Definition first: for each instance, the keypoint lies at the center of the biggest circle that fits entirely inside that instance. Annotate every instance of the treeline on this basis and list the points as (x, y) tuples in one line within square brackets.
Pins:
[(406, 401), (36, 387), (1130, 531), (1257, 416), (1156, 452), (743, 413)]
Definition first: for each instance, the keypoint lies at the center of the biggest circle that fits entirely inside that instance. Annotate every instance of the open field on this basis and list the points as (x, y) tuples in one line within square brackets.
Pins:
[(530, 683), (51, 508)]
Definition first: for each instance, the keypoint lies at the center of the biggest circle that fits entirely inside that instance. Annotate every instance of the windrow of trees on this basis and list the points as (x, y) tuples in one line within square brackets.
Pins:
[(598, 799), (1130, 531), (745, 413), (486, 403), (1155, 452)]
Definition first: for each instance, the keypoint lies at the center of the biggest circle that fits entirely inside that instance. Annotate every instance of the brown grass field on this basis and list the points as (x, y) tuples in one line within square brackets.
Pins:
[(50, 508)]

...

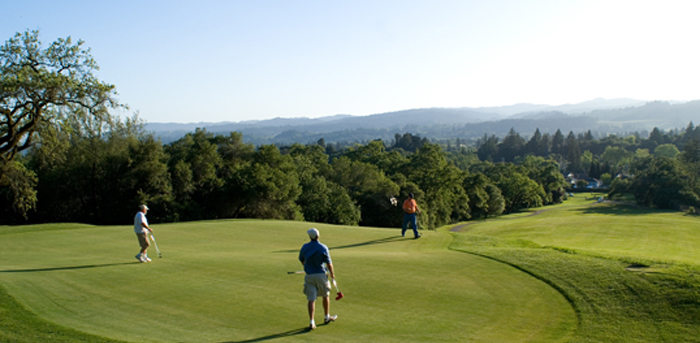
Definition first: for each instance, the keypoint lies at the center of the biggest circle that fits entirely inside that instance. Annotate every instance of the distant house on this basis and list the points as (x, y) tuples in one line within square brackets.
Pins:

--

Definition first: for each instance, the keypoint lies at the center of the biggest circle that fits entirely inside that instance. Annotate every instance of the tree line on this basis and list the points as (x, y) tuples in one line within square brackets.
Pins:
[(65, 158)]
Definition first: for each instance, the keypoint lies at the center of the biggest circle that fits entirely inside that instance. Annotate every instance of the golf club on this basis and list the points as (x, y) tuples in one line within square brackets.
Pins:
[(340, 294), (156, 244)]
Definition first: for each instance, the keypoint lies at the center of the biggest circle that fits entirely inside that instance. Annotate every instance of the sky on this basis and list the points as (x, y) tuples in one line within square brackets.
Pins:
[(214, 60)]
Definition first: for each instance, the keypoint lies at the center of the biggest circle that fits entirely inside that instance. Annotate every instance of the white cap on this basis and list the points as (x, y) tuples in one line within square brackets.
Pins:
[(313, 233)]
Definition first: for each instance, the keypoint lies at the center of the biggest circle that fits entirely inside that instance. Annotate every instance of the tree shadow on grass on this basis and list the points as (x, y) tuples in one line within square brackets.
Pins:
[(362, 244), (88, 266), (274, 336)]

- _GIVEN TASK_
Copy out the records word for word, beginning at the line that has "of the golf" and stopping after the line that has "[(214, 60)]".

- _WRITTEN REPLY_
Definition first: for each instance, the keypoint lies at the center of the biggest circle that fits entirely inside that instance. Annotate every instance of the golf club on this basis and list the points as (x, y) tuples in one line within square brackets.
Pins:
[(340, 294), (156, 244)]
Definition first: for each instance, the keypoint lies at the center of the biggest circle that fits entirely inside that instance. Annotate every instance of the sky on this basis and list the points as (x, y) tuples in one line within square brackets.
Pins:
[(214, 60)]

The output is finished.